═══ Text provided ═══
Thursday, December 31, 2009
since b's mom is town, I thought it would be nice for her to meet some of our friends. (we can be pretty hermit-like most of the time) so I called up my friend bobbi and invited her and her bf carlos over for dinner last night. I love to cook and make most things from scratch when I do. but I've only thrown a handful of dinner parties in my life, and find the whole time management thing a big challenge. (I started cooking as soon as I woke up, and still served dinner an hour and half after our guests arrived.) I hadn't planned on having appetizers since I didn't want everyone to fill up, but realized it would have been a good idea. b got beer, soda and chips, but the chips went fast. so anyway I thought I'd share the recipes for what I made last night because I realized that I pulled off something pretty great- a gluten-free Italian meal for five. Not consciously making it gluten-free, but it's just the way I cook now. So here's the thing- I usually don't post recipes because I seldom measure anything. But I'll do my best to estimate, and some of the recipes are ones that I got online.
1/2 to 3/4 head romaine lettuce, cut into strips
4-5 radishes, thinly sliced
generous handful of flat-leaf parsley leaves
adapted from Grandpa Blake
dollop of mayonnaise (I like Trader Joe's organic)
═══ Dataset excerpts ═══
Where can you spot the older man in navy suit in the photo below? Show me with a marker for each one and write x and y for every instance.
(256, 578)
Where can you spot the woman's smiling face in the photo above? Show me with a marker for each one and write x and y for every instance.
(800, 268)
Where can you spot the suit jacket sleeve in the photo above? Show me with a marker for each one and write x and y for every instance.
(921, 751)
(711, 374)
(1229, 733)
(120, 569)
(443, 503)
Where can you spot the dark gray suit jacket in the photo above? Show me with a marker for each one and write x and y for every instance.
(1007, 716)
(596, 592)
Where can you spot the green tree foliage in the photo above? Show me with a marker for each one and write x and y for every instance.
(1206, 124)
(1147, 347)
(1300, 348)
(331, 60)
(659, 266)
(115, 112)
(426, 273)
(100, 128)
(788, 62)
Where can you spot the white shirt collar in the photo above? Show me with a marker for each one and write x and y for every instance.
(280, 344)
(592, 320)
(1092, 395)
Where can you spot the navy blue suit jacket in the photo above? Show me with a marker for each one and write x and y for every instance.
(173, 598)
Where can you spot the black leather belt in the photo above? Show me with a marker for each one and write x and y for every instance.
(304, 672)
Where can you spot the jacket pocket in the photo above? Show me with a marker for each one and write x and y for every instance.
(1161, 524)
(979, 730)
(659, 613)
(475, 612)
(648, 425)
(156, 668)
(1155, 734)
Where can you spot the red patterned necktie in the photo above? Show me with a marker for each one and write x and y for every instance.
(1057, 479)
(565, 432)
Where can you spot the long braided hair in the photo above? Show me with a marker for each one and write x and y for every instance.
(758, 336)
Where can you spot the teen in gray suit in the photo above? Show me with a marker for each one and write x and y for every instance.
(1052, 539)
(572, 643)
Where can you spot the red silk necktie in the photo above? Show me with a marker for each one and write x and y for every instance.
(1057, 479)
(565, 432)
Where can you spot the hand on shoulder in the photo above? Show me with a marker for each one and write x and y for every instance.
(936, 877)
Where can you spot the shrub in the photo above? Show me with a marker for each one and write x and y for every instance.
═══
> [Exercise aim]:
Repeat the passage of the dinner party post above word for word, starting at "1/2 to 3/4 head" and ending at "Trader Joe's organic)".

> [Worked solution]:
1/2 to 3/4 head romaine lettuce, cut into strips
4-5 radishes, thinly sliced
generous handful of flat-leaf parsley leaves
adapted from Grandpa Blake
dollop of mayonnaise (I like Trader Joe's organic)